- _À FAIRE_:
**1.** Recopiez le texte sur les noms de Dieu en commençant aux mots « Que se passe-t-il » et en vous arrêtant après les mots « faire l’expérience ! ».
**2.** Prolongez le texte sur les noms de Dieu au-delà de sa dernière phrase.

- _EXTRAIT DU TEXTE_:
---------------
Que se passe-t-il lorsque nous récitons des prières et chantons des chants que nous connaissons bien, mais en utilisant d’autres noms de Dieu ? Lorsque « le Père » devient par exemple « la Mère », « le Seigneur» « la Joie », « le Très-Haut » « l’horizon de toute vie » ? Il n’y a pas de limites à la créativité langagière. La tradition juive ainsi que les traductions de la Bible en langage courant n’ont pas peur d’innover et de dire les choses d’une autre manière.
Si nous lisons, si nous chantons des textes ainsi réécrits, peut-être auront-ils un autre écho en nous. Peut-être percevrons-nous une mélodie qui nous surprendra. Peut-être découvrirons-nous soudain une autre facette de Dieu. N’ayez pas peur d’en faire l’expérience !
- Cf. aussi Angela Büchel Sladkovic: Comment les images ont-elles fait leur entrée dans le christianisme ? https://question-de-foi.ch/2020/07/04/comment-les-images-ont-elles-fait-leur-entree-dans-le-christianisme/ (02.03.2021)
---------------
- _DONNÉES EXTRAITES_:
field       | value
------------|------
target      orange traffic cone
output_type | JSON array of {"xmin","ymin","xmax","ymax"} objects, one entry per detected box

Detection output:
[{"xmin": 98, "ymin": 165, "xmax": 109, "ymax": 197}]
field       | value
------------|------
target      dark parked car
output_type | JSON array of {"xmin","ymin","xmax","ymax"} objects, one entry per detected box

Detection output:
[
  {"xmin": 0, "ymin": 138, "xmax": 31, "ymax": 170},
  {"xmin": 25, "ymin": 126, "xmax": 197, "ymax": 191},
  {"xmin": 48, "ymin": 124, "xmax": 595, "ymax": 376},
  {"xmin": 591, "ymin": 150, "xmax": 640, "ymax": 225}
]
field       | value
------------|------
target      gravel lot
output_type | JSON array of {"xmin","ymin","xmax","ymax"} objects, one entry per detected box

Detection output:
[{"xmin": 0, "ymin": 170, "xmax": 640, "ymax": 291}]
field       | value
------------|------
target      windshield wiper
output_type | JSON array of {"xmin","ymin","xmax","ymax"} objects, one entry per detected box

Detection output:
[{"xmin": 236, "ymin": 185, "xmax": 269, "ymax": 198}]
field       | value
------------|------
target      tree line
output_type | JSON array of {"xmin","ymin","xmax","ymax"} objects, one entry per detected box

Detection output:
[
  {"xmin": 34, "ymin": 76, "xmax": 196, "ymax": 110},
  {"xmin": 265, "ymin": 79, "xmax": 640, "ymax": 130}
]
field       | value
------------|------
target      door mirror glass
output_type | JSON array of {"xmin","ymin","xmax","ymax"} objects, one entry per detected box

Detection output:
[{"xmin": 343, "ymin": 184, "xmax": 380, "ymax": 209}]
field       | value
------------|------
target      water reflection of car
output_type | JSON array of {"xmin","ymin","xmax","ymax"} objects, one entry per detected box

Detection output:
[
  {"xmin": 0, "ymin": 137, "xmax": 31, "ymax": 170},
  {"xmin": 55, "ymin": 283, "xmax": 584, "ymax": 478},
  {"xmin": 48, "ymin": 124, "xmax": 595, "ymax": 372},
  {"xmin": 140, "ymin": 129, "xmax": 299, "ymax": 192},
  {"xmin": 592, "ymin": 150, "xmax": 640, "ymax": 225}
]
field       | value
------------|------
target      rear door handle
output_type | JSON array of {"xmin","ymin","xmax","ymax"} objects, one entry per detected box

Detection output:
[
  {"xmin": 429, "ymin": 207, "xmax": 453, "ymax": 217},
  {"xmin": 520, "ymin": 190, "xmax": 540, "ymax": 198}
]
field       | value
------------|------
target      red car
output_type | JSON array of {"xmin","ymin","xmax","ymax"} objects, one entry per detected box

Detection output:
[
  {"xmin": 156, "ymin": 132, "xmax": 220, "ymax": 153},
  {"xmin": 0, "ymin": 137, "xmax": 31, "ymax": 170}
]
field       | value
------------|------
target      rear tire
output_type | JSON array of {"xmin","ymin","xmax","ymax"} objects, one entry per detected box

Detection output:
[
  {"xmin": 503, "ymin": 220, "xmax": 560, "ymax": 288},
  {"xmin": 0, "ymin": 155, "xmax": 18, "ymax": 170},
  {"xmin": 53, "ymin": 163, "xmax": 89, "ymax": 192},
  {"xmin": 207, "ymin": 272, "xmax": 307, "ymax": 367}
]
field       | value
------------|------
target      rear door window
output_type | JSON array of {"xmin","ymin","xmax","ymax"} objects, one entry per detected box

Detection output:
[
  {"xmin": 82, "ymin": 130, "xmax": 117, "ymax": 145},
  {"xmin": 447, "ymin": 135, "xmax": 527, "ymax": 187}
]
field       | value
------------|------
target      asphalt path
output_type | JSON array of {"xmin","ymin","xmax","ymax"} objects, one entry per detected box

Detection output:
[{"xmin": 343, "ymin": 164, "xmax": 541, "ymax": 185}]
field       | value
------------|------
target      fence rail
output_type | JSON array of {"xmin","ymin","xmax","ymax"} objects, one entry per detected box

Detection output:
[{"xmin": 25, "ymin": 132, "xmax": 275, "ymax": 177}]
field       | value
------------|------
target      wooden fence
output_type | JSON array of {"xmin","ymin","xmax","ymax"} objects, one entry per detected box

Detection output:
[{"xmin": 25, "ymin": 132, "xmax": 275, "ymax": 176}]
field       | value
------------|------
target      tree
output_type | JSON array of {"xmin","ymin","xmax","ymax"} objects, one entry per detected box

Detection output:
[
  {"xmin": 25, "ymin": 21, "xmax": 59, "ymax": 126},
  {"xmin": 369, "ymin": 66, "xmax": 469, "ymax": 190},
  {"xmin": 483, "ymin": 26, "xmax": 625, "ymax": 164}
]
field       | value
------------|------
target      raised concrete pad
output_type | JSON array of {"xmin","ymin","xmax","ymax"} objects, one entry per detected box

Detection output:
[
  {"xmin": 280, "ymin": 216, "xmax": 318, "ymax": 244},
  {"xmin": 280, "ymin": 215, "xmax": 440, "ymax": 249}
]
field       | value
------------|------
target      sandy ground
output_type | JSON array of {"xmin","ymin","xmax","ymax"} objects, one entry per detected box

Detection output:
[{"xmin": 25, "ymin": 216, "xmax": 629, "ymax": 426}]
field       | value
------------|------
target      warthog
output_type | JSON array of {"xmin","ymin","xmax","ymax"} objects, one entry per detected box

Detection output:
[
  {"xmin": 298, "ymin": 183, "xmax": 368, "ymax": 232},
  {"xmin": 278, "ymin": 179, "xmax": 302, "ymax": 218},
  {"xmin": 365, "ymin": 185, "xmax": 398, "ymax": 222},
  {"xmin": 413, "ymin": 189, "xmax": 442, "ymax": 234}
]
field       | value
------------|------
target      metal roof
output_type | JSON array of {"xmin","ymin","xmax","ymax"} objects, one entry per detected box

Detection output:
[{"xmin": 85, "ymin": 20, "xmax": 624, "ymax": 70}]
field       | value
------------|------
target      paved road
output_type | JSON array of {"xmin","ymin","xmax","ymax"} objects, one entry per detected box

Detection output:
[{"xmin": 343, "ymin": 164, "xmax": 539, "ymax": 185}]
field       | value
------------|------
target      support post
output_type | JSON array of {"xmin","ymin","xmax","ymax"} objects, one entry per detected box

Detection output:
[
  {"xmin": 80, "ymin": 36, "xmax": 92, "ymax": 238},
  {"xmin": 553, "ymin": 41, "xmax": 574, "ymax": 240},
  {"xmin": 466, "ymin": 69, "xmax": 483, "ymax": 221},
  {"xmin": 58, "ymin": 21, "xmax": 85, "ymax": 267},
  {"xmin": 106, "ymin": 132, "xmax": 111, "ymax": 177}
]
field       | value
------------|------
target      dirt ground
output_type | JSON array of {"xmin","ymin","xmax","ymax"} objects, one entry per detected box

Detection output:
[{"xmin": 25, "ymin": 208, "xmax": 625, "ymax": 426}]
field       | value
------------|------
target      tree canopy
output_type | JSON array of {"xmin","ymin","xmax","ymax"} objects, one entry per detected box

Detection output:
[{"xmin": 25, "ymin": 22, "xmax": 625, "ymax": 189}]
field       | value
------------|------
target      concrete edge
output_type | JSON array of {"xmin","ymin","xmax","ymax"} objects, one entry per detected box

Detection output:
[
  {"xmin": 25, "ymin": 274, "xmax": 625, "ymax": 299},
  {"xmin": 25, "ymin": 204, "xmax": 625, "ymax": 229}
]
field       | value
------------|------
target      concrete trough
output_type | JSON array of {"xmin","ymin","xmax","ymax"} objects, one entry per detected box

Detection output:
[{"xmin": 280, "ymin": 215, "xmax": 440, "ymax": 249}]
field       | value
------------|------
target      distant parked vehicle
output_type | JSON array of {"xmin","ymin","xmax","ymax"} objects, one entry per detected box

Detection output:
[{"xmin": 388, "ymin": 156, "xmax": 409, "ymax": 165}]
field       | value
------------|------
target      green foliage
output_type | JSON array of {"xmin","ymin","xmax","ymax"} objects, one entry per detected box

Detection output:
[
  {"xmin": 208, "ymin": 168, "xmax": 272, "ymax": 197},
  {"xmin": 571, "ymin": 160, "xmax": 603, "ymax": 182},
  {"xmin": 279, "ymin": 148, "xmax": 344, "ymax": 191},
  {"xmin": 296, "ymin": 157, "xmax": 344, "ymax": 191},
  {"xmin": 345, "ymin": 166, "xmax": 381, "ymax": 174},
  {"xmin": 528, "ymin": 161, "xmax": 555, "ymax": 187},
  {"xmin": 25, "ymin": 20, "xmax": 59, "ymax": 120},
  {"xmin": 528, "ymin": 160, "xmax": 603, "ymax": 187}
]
---------------
- _EN RÉPONSE_:
**1.**
Que se passe-t-il lorsque nous récitons des prières et chantons des chants que nous connaissons bien, mais en utilisant d’autres noms de Dieu ? Lorsque « le Père » devient par exemple « la Mère », « le Seigneur» « la Joie », « le Très-Haut » « l’horizon de toute vie » ? Il n’y a pas de limites à la créativité langagière. La tradition juive ainsi que les traductions de la Bible en langage courant n’ont pas peur d’innover et de dire les choses d’une autre manière.
Si nous lisons, si nous chantons des textes ainsi réécrits, peut-être auront-ils un autre écho en nous. Peut-être percevrons-nous une mélodie qui nous surprendra. Peut-être découvrirons-nous soudain une autre facette de Dieu. N’ayez pas peur d’en faire l’expérience !

**2.**
- Vgl. Gerlinde Baumann: Das göttliche Geschlecht, in: Hedwig-Jahnow-Forschungsprojekt (Hg.): Körperkonzepte im Ersten Testament. Aspekte einer Feministischen Anthropologie, Stuttgart 2003, S. 220-247.
Crédits photos Couverture: adam-le-sommer, unsplash.org / Photo 1: La création d’Adam, fresque de Michel-Ange, vers 1510, Chapelle Sixtine Vatican, wikimedia commons / Photo 2: complize, photocase.de / Photo 3: Symboles des différents sexes / Photo 4: «The Creation of God», Huile sur toile. Œuvre de l’artiste américaine Harmonia Rosales. Photo: instagram.com/honeiee.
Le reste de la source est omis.